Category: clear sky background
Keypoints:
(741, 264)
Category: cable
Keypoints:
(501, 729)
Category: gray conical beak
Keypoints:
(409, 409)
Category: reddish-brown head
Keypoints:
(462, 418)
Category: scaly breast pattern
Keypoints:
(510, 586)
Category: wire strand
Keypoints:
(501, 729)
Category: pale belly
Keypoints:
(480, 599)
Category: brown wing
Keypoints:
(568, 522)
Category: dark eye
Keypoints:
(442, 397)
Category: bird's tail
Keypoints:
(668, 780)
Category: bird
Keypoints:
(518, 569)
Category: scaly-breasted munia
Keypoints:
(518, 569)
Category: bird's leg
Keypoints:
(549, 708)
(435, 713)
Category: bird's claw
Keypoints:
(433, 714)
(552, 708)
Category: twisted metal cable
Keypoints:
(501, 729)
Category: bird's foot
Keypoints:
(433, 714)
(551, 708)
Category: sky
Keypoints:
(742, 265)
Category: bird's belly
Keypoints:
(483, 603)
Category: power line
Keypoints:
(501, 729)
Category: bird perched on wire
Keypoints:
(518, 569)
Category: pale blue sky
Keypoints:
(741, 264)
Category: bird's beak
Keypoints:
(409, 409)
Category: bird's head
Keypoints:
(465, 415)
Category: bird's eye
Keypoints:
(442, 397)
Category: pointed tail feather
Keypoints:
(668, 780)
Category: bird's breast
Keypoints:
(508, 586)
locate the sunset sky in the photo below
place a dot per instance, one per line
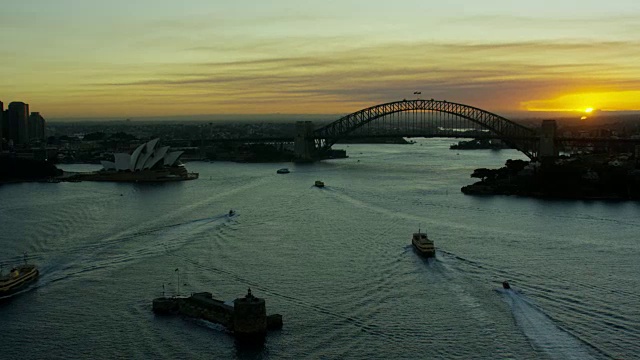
(88, 58)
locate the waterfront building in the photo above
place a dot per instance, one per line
(147, 163)
(17, 115)
(36, 126)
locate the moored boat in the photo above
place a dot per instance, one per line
(18, 279)
(423, 244)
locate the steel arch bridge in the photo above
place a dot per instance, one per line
(518, 136)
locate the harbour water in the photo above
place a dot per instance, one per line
(336, 262)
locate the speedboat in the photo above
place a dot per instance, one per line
(18, 278)
(423, 244)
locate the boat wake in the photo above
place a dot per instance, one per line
(124, 248)
(542, 332)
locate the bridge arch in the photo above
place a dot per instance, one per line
(520, 137)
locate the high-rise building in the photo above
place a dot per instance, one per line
(36, 126)
(17, 114)
(1, 123)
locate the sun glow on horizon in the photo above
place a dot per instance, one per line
(584, 102)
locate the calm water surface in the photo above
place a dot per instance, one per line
(335, 262)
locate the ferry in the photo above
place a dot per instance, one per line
(422, 243)
(18, 278)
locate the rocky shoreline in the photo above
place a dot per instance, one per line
(582, 177)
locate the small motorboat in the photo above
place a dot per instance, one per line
(18, 278)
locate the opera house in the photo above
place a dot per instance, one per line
(148, 163)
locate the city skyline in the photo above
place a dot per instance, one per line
(160, 58)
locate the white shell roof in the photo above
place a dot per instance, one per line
(143, 157)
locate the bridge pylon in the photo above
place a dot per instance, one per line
(304, 147)
(548, 148)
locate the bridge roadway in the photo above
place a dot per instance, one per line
(424, 118)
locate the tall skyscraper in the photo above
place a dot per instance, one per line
(18, 113)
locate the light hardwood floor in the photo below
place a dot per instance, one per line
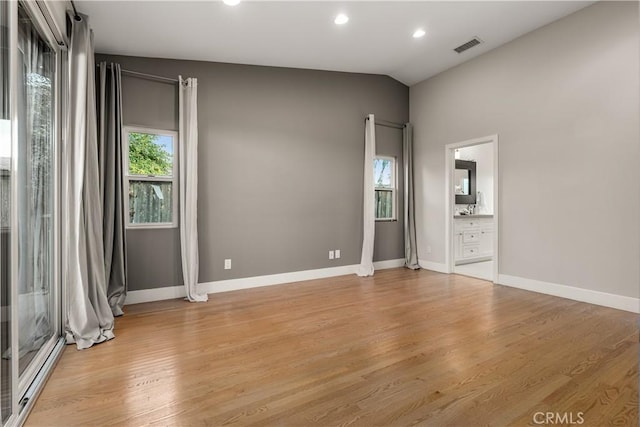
(402, 348)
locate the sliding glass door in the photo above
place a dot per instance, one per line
(6, 367)
(36, 182)
(30, 134)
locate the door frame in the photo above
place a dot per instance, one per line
(450, 200)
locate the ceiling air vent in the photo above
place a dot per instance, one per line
(468, 45)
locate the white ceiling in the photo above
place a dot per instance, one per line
(301, 34)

··········

= What you need to do =
Locate the word "pale" in the entries, and copy every line where it is found.

= Response =
Category: pale belly
Category: pale blue sky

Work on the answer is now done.